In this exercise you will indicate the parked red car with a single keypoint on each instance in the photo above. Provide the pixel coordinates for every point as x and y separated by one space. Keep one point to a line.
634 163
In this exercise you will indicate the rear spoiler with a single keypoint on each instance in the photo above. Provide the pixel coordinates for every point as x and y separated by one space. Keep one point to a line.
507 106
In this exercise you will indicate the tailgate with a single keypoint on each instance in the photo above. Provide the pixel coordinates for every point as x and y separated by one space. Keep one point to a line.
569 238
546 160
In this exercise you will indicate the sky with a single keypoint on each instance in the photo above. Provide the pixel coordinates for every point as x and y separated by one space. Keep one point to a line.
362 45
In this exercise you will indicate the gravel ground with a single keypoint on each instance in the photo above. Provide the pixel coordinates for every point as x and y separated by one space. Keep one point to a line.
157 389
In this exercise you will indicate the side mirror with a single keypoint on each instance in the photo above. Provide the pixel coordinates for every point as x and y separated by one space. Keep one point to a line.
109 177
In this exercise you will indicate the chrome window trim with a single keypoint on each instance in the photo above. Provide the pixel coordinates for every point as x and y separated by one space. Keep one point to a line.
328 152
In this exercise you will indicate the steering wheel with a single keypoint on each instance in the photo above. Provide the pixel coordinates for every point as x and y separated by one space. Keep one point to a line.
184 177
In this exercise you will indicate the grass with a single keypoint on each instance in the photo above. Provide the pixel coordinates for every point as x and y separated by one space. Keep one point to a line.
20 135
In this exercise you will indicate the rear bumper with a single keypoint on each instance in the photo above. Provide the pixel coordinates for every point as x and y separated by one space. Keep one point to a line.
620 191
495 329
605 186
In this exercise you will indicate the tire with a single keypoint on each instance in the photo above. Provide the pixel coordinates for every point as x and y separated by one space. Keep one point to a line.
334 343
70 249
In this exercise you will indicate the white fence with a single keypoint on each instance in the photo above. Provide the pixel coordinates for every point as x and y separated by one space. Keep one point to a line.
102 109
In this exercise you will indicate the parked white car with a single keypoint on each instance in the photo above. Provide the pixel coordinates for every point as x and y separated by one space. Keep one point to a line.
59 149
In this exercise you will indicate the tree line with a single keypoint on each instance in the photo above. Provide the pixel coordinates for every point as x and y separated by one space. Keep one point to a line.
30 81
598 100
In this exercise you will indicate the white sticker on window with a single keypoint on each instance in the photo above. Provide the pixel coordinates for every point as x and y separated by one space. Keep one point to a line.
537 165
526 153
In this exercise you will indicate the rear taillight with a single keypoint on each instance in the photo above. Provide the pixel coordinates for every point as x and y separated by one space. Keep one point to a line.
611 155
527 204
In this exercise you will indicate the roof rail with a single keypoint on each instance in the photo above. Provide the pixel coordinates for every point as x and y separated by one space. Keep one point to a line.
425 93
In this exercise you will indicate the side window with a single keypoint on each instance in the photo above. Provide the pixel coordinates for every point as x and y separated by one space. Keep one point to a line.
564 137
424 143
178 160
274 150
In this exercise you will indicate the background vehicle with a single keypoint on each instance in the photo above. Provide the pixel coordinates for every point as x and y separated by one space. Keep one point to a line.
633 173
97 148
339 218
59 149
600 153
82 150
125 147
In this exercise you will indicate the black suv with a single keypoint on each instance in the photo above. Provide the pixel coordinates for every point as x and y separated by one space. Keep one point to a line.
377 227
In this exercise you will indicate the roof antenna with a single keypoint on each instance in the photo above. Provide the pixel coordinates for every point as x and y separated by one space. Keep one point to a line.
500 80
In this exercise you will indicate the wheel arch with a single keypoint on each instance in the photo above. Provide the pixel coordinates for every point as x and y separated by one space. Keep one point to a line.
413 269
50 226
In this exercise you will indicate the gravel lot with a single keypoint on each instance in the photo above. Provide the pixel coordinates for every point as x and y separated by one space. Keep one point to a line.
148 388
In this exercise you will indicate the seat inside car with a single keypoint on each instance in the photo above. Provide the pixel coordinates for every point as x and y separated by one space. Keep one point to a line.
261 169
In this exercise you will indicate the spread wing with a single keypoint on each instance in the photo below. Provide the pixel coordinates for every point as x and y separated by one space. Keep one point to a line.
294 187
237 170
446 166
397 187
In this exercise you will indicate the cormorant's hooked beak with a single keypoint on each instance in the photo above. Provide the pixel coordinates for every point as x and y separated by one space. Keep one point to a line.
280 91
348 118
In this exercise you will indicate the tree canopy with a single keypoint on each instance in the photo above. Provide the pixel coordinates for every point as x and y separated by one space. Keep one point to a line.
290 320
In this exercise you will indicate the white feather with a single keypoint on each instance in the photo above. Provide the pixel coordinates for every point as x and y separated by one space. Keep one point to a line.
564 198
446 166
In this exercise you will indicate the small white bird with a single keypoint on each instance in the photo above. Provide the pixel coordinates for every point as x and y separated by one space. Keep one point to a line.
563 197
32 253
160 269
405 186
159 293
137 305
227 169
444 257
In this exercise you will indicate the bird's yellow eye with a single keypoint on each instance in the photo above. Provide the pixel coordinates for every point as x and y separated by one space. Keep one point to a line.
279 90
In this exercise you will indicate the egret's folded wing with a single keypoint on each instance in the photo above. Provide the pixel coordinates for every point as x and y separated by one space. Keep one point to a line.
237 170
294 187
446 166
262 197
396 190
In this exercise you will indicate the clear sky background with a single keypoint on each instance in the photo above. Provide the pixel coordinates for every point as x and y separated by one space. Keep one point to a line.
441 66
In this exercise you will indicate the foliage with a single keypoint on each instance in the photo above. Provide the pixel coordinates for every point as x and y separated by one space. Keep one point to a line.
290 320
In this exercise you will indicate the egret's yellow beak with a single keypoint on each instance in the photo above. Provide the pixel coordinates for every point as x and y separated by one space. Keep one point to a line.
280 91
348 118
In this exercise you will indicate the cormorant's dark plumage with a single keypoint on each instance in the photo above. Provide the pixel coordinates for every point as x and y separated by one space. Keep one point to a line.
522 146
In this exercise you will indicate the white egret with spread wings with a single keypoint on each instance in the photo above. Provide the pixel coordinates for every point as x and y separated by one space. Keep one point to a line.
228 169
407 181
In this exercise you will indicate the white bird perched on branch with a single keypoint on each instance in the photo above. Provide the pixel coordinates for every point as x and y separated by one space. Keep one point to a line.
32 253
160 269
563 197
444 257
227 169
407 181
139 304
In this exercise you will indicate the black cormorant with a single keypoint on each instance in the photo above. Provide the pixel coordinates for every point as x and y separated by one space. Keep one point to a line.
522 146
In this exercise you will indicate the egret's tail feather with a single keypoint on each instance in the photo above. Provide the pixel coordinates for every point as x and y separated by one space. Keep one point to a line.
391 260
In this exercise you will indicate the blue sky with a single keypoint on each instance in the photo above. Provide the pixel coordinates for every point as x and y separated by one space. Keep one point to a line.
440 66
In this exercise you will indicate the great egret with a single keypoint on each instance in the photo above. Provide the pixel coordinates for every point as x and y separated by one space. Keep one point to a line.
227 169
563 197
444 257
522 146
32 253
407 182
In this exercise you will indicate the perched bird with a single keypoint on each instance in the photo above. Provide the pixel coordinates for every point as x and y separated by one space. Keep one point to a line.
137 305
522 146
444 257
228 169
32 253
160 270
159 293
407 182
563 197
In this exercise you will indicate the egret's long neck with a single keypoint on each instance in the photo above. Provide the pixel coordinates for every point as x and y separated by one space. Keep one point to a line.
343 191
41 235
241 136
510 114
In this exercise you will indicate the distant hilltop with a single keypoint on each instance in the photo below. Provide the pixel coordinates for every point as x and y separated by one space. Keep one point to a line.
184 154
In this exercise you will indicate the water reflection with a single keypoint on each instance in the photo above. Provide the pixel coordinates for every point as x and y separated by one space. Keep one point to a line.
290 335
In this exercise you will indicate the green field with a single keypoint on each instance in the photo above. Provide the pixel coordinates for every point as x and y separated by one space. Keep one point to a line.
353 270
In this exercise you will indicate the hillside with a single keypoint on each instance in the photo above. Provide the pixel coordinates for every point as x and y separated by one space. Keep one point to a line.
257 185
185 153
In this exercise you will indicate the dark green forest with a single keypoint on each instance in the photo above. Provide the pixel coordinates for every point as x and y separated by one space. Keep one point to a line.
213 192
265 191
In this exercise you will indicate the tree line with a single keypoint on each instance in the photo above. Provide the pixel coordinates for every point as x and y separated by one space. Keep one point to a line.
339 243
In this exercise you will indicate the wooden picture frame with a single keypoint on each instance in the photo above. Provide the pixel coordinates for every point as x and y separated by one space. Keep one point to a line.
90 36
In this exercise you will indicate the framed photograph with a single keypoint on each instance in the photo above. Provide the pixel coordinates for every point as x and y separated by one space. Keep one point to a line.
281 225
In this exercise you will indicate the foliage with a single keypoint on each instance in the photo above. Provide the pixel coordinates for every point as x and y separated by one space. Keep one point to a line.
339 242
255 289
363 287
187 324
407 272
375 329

================

== Challenge ==
Quote, word for word, every line starting at the one that contains "In this exercise you will indicate the wooden" and ending with the final line of the entries.

== Response ==
In this exercise you will indicate the wooden picture frame with a single keypoint on each instance in the photo above. Provide the pixel coordinates for every point as x and y separated by one space. Keep one point to a line.
90 36
In this exercise you will indicate the framed photograph with a single keypoint on each instance in the photo above. Provide the pixel coordinates for every point as x and y separated by one space. Keep one point to a line.
281 225
In this exercise you will indicate the foliage with a single keypoint on each instance in the photo above. Provide the pixel coordinates for every point as x and y separated by one space. Keep one point to a line.
339 242
255 289
363 287
187 324
407 272
375 329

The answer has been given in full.